Task brief:
Rewrite the items below with every "bounding box" swapped for "rectangle" and nothing else changed. Leave the pictures out of your answer.

Records for this exercise:
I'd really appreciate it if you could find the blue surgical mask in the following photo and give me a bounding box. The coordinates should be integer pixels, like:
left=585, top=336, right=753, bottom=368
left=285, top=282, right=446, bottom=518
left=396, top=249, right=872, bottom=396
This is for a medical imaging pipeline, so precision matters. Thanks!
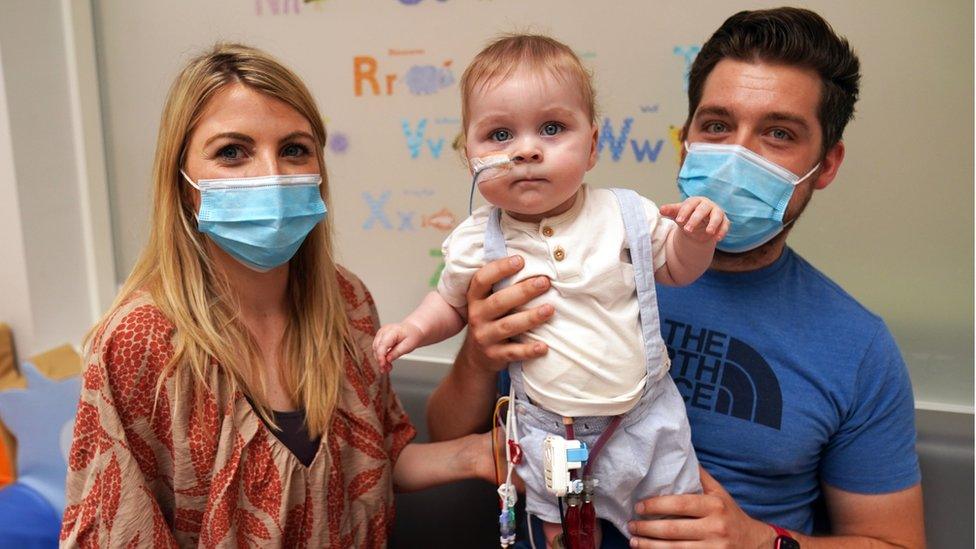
left=678, top=143, right=820, bottom=253
left=180, top=170, right=326, bottom=272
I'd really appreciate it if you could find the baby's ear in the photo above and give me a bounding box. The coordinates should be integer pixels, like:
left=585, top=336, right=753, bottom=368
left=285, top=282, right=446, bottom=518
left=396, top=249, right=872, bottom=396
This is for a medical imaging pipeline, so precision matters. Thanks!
left=586, top=124, right=600, bottom=170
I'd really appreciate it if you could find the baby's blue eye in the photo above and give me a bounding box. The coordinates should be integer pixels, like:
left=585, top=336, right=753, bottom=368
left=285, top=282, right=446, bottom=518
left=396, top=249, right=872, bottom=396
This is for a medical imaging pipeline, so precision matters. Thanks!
left=542, top=122, right=565, bottom=136
left=491, top=130, right=512, bottom=141
left=281, top=144, right=308, bottom=156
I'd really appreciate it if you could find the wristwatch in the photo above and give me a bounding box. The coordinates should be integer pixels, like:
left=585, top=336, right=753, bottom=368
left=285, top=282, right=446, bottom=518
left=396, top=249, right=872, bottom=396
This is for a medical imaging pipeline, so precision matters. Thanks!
left=769, top=524, right=800, bottom=549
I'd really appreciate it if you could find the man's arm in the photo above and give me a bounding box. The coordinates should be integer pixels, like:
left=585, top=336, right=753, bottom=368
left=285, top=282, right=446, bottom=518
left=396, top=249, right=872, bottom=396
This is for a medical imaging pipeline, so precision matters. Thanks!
left=630, top=469, right=925, bottom=549
left=427, top=256, right=554, bottom=441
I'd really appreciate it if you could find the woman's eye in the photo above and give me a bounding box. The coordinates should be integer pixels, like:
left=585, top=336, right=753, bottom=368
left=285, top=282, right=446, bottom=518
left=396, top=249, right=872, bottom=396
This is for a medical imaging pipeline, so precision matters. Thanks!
left=217, top=145, right=244, bottom=160
left=281, top=143, right=308, bottom=156
left=542, top=122, right=565, bottom=135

Answer to the exercise:
I'd really appreciate it if you could find the blue surgical mask in the following photo and give me a rectangle. The coordinates should be integer pixels, like:
left=585, top=336, right=753, bottom=368
left=285, top=282, right=446, bottom=518
left=396, top=249, right=872, bottom=396
This is for a medical imaging pipeline, so precision matters. Thanks!
left=678, top=143, right=820, bottom=253
left=180, top=170, right=326, bottom=272
I'd really appreciate it if you could find the baby's ear in the photo above and give me a rectangle. The coordinates should be integer pixels, like:
left=585, top=336, right=753, bottom=368
left=285, top=282, right=446, bottom=518
left=396, top=249, right=872, bottom=396
This is for a medical imaging pipeline, so precision matters. Thanks!
left=586, top=124, right=600, bottom=170
I'd really appreciate it if you could find the baby's blue eye in the photo above and give me a rectangle. The coordinates should be integer pixels, like:
left=585, top=336, right=753, bottom=368
left=285, top=282, right=446, bottom=518
left=396, top=249, right=872, bottom=396
This is for a medical imaging pipeline, so precision matters. Thanks!
left=542, top=122, right=565, bottom=136
left=491, top=130, right=512, bottom=141
left=281, top=144, right=308, bottom=156
I'd really appreciate it if you could find the wristwatch in the photo above and give me a rectangle. The coordinates should be integer pixels, like:
left=585, top=336, right=753, bottom=368
left=285, top=282, right=446, bottom=518
left=396, top=249, right=872, bottom=396
This is for a medical imaging pipeline, so precision matters. Thanks!
left=769, top=524, right=800, bottom=549
I'd really appreciate it if you could find the man's arm in the photo above and give me a rectangle. The coordinates should be integer pixels, like:
left=585, top=336, right=753, bottom=368
left=285, top=282, right=446, bottom=518
left=396, top=249, right=872, bottom=396
This is for a medical imaging pipeline, so precision matters. Thanks!
left=630, top=469, right=925, bottom=549
left=427, top=256, right=554, bottom=441
I'd really appreciate it if you could find the woman's eye in the photo above and give me a rectangle. The coordinates should be integer pixels, like:
left=585, top=336, right=753, bottom=368
left=285, top=282, right=446, bottom=518
left=396, top=249, right=872, bottom=396
This is for a medical imaging pipeline, so precision matters. Thanks!
left=217, top=145, right=244, bottom=160
left=281, top=143, right=308, bottom=156
left=542, top=122, right=565, bottom=135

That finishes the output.